**Texto de origem:**
▬▬▬▬▬▬

Seguramente não é por acaso
que num desgoverno que zela cuidadosamente pelo culto à ignorância, como se
isso fosse item de pauta do Produto Interno Bruto, o Ministério da Educação -
e, por extensão, toda a área da cultura, da arte e do patrimônio histórico –
figure como a pasta governamental mais desprestigiada, espezinhada e humilhada
pelo mandatário desta República Antidemocrática Bolsonariana.
Num país de dezenas de
milhões de analfabetos de todos os matizes, desde os que nada sabem de
letramento até os que conseguem ler, mas pouco ou nada compreendem daquilo que
leram. Num país no qual são bastante elevadas as taxas de evasão escolar nos
níveis médio e superior. Num país onde se encontram aos montes, vergonhosa e
estarrecedoramente aos montes, escolas mal, muito mal aparelhadas tanto física
como humanamente. Num país, enfim, que desvaloriza sobremaneira a pessoa e a
profissão do professor, do mestre, daquele que nos ensina a compreender e a ler
o que não só dizem as letras e as palavras, como também o mundo em si, a
Educação – assim mesmo, com inicial maiúscula – está sendo tratada pelo senhor
Jair Bolsonaro como artigo de última necessidade.
Rebaixado a Ministério da
Deseducação, a pasta ministerial que deveria figurar como uma espécie de farol
do verdadeiro progresso socioeconômico do país, vem sofrendo todo tipo de
desprezo e de descaso, como se fosse algo apenas acessório, supérfluo e menor e
não uma instância fundamental para que nós vislumbremos um bom futuro e, de
alguma maneira, apostemos e acreditemos que este país tem jeito e que a vida
vai melhorar, porque é a educação que transforma; é a educação que faz evoluir;
é a educação que nos civiliza; é a educação que nos tira da condição de animal
e nos humaniza; é a educação que faz com que pensemos e possamos construir uma
sociedade alicerçada em valores de igualdade, de justiça, de respeito e de luta
pelo bem comum; é a educação que nos confere – e isso, Jair Bolsonaro, eu
aprendi com o meu mestre Paulo freire, que o senhor odeia, lendo, entre outras
de suas obras, Pedagogia da autonomia
e Educação como prática da liberdade –
um entendimento claro de qual é o nosso lugar e papel no mundo e a dimensão e o
valor da nossa liberdade.

▬▬▬▬▬▬

**Listagem fornecida:**
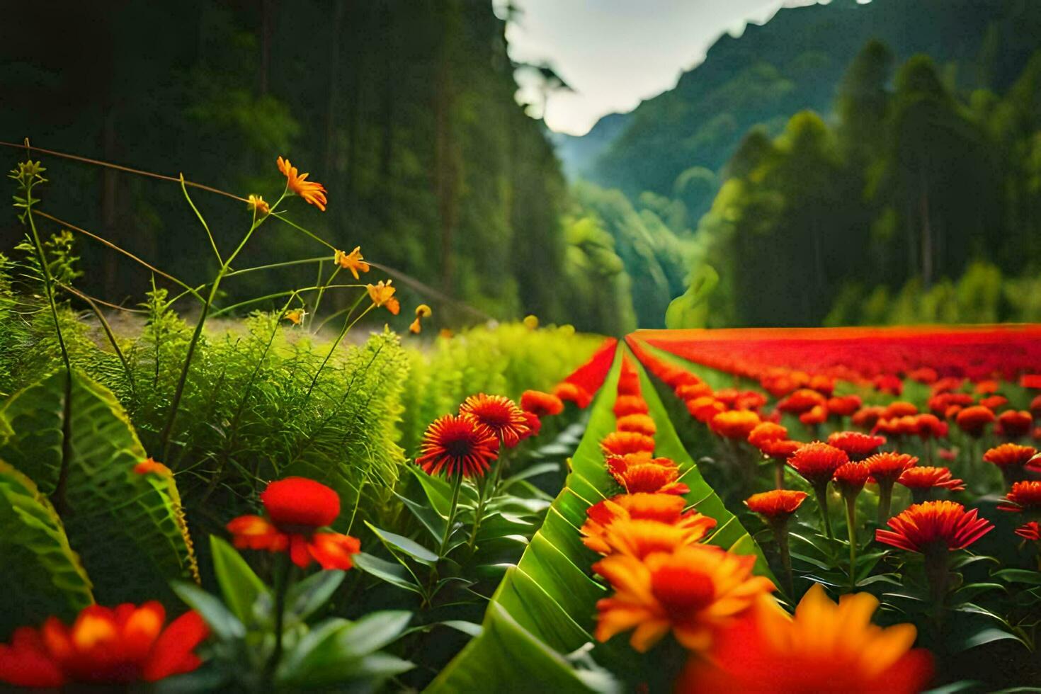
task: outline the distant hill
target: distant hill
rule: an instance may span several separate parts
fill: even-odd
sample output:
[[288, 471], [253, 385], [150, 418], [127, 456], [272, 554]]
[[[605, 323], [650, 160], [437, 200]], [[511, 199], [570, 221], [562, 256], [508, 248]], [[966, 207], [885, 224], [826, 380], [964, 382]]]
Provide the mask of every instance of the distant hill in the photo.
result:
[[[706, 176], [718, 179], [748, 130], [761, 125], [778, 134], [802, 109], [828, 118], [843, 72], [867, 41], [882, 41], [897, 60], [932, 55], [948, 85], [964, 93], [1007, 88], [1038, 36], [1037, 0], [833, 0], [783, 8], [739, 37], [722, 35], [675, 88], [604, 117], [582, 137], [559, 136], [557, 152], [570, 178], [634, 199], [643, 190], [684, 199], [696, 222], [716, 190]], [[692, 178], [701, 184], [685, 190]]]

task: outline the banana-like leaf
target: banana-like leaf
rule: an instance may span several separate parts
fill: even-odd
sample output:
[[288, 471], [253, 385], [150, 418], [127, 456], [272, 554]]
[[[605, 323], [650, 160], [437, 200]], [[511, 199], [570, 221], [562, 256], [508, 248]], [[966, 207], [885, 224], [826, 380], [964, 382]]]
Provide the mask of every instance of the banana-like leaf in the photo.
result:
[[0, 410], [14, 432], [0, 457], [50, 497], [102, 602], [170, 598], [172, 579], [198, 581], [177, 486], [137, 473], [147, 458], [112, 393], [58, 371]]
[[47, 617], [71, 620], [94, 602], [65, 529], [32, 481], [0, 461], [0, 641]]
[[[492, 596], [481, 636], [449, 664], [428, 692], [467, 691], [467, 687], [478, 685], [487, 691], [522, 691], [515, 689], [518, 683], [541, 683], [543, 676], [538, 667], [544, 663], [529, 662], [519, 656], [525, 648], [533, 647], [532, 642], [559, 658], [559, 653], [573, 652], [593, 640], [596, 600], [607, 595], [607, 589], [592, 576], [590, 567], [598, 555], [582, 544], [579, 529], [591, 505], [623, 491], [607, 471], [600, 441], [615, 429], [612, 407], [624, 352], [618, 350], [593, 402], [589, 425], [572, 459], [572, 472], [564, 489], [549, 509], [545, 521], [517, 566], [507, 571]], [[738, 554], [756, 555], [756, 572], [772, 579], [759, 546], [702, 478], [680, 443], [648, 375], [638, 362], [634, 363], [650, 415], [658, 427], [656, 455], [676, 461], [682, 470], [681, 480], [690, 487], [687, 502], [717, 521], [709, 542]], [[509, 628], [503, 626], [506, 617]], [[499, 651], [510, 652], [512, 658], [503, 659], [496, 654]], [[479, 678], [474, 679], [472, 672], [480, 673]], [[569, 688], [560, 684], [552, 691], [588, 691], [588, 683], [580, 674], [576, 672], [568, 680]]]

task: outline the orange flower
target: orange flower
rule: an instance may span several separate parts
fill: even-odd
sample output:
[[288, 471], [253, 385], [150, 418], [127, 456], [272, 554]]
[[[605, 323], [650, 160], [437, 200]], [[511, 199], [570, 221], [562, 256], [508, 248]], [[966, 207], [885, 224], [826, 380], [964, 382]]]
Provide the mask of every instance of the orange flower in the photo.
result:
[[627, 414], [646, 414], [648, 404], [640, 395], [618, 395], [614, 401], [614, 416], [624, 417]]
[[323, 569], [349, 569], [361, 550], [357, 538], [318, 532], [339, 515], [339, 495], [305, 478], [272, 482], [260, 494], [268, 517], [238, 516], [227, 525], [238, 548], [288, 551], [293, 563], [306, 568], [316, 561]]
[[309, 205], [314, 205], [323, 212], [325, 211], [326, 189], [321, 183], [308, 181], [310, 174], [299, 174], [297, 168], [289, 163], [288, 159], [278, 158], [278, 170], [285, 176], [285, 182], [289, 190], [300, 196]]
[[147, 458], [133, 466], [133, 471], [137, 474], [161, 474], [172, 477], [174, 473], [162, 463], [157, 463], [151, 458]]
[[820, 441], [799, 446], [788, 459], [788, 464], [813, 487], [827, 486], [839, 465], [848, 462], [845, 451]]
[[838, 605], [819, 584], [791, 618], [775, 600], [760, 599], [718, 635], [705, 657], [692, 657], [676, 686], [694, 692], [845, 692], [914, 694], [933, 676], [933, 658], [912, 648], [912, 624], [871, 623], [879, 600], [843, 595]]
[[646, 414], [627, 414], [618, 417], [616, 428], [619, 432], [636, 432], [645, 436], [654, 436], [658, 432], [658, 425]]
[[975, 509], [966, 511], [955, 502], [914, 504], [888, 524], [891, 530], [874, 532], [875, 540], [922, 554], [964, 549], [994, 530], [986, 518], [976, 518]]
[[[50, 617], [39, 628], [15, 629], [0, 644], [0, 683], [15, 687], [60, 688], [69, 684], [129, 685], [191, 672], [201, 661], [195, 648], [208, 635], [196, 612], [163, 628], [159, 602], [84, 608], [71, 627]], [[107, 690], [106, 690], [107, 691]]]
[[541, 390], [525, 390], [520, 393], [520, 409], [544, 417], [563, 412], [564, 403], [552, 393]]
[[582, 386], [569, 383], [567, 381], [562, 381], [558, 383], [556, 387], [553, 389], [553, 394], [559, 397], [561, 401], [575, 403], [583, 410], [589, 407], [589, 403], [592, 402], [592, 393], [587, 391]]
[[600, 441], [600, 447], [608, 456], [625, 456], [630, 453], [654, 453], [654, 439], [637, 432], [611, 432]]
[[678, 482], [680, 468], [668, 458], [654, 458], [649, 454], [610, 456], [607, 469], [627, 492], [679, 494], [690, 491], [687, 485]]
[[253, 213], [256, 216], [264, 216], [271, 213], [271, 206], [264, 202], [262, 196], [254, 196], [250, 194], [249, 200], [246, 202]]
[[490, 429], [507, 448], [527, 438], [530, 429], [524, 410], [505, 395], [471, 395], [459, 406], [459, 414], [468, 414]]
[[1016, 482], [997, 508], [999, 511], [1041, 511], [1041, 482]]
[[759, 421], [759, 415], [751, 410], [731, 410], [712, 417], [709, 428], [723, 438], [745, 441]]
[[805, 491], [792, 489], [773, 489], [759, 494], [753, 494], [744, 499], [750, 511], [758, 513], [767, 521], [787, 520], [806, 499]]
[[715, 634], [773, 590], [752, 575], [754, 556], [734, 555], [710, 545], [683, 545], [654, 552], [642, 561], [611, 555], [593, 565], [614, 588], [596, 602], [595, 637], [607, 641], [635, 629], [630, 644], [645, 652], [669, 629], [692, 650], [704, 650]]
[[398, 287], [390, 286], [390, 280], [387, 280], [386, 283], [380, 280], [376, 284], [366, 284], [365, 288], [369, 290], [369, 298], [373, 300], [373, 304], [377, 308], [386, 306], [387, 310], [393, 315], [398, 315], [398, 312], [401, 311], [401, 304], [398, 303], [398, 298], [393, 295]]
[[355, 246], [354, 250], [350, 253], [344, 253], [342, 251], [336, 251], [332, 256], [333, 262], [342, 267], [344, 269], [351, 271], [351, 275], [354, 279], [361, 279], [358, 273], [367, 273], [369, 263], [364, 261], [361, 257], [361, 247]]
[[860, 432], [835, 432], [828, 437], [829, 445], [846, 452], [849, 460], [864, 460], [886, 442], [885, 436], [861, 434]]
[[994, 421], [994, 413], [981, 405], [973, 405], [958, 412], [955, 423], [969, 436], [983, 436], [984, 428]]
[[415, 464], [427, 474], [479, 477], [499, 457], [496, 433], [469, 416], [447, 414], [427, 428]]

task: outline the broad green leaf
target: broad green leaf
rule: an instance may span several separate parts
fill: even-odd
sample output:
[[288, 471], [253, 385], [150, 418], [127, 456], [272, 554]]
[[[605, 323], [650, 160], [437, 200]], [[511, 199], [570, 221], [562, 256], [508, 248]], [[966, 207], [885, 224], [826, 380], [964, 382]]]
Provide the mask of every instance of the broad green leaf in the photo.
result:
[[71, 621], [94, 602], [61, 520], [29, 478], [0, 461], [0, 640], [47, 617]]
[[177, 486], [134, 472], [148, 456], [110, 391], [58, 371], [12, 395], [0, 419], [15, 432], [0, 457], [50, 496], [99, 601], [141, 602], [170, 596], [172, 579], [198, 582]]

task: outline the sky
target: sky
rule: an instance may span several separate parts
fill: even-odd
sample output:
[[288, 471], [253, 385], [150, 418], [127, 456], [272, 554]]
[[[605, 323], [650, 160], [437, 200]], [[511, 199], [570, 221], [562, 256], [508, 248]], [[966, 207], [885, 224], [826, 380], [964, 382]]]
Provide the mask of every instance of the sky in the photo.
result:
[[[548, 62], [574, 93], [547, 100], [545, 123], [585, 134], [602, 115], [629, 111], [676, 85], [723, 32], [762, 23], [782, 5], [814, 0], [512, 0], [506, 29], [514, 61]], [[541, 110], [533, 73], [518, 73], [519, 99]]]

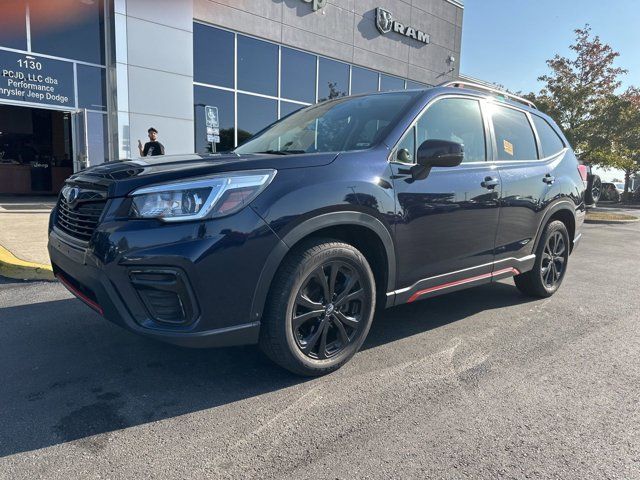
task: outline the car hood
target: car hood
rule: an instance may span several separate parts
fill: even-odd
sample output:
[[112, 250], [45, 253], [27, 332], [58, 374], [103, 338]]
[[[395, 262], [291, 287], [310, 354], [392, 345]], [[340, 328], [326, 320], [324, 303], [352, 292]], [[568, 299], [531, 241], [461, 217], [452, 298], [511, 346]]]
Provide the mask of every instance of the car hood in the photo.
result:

▬▬▬▬▬▬

**Partes do exercício:**
A – Responda com base no texto sobre a educação no governo Bolsonaro:
(i) Com que nome a pasta ministerial aparece rebaixada?
(ii) Quais obras de Paulo Freire são citadas?
(iii) Em quais níveis de ensino as taxas de evasão escolar são descritas como bastante elevadas?
B – Dê seguimento ao texto sobre a educação no governo Bolsonaro a partir da última frase apresentada.

**Respostas em ordem:**
A –
(i) Ministério da Deseducação.
(ii) Pedagogia da autonomia e Educação como prática da liberdade.
(iii) Nos níveis médio e superior.

B –
Apesar de desacreditar e
manter uma verdadeira ojeriza contra a figura pública do senhor Jair Bolsonaro
e, por conseguinte, também por todos aqueles que ele recruta para participar do
seu desgoverno, por acreditar que gente realmente honesta, virtuosa e escrupulosa
jamais tomaria parte como auxiliar de um governante que, a meu ver, é, em
muitos aspectos, desprezível, eu torço pelo país, até porque uma hora esse
canalha vai sair de cena e, de novo, teremos de apostar numa outra
possibilidade de acerto. Dito isso e considerando que, em um ano e meio, o
Ministério da Educação serviu como palco para apresentações de stand up comedy e de idiossincrasias bastante
ruinosas para o seu bom funcionamento, eu, que não vejo outro meio de sairmos
do buraco no qual estamos a não ser investindo em educação, tolamente me vi
animado e esperançoso quando do anúncio de que um pós-doutor e, ainda por cima
negro, iria assumir o comando da tal pasta ministerial. Não demorou para que a
minha fantasia e o meu princípio de simpatia pela figura aparentemente
bonachona e serena do senhor Carlos Alberto Decotelli, supostamente um orgulho
da raça, um cisne negro a ruflar suas asas sobre o concreto armado de Oscar
Niemeyer no cerrado brasileiro, definhassem a ponto de me entristecer.
Não se pode esperar que um
desgoverno que conta com tantos opositores vá deixar de ser, de uma hora para
outra, esquadrinhado e observado em minúcias, em filigranas, porque, como todos
nós sabemos, esse é o modo de correto de bem combater o inimigo; e não permitir
que ele se arvore de ser o que não é; e nem que ele possa fazer o que bem
entende e quer e, muito menos, passar por cima do que convencionalmente é
considerado legítimo, legal, moral e ético.
Assim que o economista
fluminense Carlos Alberto Decotelli foi nomeado como o novo ministro da Educação
– o terceiro em um ano e meio do desgoverno do senhor Jair Bolsonaro – teve início
uma desconstrução de sua pessoa e de seu muito propagandeado e vistoso
currículo. Verificou-se que o seu trabalho de conclusão de mestrado, defendido
na até então prestigiosa Fundação Getúlio Vargas, foi apontado como contendo
pelo menos 70% de plágio. Ele não tem doutorado na Argentina. E é igualmente
falsa a informação inserida na Plataforma Lattes de que ele cursou um
pós-doutorado num universidade da Alemanha. O desnudamento foi se processando
com tal força e velocidade que eu cheguei a pensar que, dali a pouco, iriam
também divulgar que ele é um homem trans, que o seu RG é igualmente falso e que
ele, ao contrário do palhaço, ator e autor circense negro Benjamin de Oliveira,
que eu conheci ao ler o livro Cultura
popular: temas e questões, de José Ramos Tinhorão, que atuava representando
personagens brancos graças a um processo de maquiagem com base no alvaiade, o
senhor Carlos Alberto Decotelli é, na verdade, um indivíduo branco que se
pintou de preto para pleitear algo disponibilizado pelas políticas de cotas
para a população negra. Foi triste isso. Triste e decepcionante.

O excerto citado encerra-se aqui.